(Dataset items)
....

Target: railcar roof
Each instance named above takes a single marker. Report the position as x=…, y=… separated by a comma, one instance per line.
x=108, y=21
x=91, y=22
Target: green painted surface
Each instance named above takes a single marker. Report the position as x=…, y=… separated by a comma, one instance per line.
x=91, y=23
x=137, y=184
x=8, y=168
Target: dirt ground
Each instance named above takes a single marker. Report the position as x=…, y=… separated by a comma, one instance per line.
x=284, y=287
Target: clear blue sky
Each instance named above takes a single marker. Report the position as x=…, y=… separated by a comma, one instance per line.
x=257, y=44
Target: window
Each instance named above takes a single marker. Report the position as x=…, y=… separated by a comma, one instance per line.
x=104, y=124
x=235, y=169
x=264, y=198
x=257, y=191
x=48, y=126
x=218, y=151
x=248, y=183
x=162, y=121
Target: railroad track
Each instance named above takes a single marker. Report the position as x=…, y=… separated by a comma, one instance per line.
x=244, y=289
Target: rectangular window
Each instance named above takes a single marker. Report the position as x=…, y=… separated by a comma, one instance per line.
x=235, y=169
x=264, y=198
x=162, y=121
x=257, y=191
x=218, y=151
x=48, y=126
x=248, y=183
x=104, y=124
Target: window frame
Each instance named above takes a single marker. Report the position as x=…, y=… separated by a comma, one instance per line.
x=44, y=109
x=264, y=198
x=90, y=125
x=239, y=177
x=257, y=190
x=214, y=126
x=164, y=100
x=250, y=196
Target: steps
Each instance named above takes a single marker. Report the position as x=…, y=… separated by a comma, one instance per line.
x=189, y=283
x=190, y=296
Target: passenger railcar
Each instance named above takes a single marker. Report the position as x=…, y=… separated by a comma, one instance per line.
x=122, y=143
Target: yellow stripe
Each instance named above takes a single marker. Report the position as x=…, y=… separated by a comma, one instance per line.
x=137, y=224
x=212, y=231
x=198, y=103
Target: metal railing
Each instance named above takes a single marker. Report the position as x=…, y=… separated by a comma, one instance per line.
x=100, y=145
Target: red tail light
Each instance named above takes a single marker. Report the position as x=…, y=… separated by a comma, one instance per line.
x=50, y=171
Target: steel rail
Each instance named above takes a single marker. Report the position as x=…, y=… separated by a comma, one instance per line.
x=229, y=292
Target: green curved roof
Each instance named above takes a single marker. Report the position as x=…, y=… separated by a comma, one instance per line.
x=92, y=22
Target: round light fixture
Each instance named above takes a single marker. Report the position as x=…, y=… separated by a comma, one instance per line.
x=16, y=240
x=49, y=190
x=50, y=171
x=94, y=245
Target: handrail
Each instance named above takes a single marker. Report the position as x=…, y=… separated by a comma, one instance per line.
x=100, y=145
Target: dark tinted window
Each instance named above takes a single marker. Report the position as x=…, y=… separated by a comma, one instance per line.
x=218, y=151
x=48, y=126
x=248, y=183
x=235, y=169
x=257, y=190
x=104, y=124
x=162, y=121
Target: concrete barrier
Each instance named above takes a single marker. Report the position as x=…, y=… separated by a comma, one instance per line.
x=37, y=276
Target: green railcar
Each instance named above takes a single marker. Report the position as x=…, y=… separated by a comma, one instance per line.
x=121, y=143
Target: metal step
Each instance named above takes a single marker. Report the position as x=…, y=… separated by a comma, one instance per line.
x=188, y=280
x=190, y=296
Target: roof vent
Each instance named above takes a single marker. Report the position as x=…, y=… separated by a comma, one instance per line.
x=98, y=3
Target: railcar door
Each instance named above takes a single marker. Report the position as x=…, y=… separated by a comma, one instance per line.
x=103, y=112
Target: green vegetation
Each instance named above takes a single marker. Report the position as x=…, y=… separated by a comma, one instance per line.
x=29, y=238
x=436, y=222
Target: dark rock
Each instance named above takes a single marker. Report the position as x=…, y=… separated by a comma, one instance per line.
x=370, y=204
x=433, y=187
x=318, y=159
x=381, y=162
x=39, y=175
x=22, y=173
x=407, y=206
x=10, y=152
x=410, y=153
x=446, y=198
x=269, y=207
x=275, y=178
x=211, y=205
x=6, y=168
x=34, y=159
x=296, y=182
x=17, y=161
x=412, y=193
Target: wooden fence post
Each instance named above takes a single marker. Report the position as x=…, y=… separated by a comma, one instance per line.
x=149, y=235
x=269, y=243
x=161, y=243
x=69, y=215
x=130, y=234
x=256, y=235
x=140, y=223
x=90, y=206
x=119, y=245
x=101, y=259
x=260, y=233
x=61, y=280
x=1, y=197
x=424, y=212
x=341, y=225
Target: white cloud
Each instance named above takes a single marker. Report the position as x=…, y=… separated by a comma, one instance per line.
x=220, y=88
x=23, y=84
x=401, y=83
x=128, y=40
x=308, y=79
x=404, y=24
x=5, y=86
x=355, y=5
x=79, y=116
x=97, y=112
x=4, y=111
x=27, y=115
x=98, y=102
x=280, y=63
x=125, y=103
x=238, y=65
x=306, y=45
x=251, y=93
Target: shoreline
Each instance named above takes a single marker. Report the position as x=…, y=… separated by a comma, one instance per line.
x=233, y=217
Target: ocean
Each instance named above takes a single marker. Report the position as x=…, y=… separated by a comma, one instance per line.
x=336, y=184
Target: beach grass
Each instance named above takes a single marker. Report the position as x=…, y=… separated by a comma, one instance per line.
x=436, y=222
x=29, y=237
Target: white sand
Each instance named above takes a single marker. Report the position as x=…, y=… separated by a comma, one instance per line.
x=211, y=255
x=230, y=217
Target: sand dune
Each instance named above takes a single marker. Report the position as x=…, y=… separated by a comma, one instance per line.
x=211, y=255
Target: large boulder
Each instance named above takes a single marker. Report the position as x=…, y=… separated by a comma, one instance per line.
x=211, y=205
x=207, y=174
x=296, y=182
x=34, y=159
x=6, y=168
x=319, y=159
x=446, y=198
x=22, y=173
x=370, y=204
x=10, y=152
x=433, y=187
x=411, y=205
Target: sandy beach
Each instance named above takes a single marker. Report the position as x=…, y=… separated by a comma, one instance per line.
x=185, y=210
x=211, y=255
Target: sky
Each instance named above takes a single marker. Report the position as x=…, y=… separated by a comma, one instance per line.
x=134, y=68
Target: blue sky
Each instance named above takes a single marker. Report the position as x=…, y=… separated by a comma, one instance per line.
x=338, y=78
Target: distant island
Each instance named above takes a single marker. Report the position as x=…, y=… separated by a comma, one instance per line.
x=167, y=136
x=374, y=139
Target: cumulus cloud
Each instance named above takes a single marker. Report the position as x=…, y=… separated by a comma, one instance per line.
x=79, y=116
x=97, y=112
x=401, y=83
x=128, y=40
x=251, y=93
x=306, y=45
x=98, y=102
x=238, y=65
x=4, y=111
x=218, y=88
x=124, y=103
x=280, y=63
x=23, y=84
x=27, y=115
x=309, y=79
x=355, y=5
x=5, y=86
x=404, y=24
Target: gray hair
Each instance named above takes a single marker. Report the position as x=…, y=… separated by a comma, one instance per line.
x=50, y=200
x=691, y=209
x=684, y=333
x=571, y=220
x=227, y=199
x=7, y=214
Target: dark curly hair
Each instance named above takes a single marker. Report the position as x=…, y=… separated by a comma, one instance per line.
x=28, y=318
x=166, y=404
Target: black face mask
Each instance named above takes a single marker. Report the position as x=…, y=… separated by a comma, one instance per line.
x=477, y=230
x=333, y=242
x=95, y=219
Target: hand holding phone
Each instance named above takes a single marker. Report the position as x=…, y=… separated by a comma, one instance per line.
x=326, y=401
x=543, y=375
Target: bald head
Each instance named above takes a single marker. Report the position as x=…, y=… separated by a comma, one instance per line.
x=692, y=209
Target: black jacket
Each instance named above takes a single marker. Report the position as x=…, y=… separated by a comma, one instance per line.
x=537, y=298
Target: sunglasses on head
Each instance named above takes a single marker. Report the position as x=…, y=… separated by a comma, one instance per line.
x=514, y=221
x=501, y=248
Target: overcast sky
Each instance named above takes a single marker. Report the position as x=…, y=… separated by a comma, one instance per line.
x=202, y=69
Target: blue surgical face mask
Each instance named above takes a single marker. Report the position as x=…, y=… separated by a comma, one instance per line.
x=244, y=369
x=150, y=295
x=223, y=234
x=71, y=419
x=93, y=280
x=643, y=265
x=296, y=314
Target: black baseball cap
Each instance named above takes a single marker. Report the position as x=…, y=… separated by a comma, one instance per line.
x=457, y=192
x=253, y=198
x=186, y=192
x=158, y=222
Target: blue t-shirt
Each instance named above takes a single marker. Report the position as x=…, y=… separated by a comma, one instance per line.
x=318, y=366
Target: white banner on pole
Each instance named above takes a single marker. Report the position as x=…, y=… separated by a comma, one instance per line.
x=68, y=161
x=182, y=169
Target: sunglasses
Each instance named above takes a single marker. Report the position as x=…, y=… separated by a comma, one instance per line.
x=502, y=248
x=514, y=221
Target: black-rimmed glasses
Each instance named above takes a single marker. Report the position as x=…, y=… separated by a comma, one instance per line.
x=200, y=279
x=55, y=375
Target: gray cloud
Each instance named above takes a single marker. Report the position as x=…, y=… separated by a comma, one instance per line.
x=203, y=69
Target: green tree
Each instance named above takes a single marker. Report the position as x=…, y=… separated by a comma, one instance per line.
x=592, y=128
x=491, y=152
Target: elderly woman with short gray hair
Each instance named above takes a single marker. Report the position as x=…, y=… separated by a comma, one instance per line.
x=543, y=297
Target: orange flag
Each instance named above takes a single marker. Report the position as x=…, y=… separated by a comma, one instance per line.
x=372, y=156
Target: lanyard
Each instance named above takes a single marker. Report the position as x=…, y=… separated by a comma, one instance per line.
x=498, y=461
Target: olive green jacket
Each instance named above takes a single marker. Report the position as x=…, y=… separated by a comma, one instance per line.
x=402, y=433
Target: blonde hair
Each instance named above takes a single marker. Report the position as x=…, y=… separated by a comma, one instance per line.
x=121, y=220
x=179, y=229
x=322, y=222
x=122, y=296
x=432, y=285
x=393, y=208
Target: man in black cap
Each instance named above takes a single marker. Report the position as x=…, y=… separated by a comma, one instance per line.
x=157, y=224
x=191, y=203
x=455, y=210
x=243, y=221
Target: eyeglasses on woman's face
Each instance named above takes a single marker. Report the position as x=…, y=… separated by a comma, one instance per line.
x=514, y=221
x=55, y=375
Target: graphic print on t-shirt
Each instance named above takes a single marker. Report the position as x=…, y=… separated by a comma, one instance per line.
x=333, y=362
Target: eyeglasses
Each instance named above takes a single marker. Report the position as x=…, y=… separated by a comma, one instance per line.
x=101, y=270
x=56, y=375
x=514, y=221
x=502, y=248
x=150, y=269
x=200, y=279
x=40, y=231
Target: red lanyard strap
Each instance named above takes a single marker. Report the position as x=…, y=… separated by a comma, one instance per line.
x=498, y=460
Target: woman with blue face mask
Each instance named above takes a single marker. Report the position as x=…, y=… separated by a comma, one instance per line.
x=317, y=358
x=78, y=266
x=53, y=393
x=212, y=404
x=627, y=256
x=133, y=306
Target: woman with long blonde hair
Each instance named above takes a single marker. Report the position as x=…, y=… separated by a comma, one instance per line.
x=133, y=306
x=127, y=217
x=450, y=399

....

**Problem statement**. Copy each line exactly, from the line containing "Target: graphic print on t-shirt" down to the last line of the material, and no other lines.

**Solution to this exercise**.
Target: graphic print on t-shirt
Each instance named above takes a single marker. Report the position as x=…, y=… separated by a comma, one instance per line.
x=333, y=362
Target: eyeglasses
Each instance named above takes a single marker. Report the position as x=…, y=… separated by a comma, one instance per line.
x=101, y=270
x=56, y=375
x=514, y=221
x=502, y=248
x=150, y=269
x=200, y=279
x=40, y=231
Target: red lanyard strap
Each instance named above takes a single marker. Report the position as x=…, y=… separated by a comma, one instance per line.
x=498, y=460
Target: woman with blue face mask
Each instance named above takes a single marker. Report the position as x=…, y=… separated by a comma, one instance per line.
x=317, y=358
x=78, y=266
x=53, y=393
x=212, y=404
x=627, y=256
x=133, y=306
Target: woman with long blonde hair
Each instance named above takes a single marker. Report the position as x=…, y=… separated by a comma, one instance per line.
x=133, y=306
x=127, y=217
x=450, y=399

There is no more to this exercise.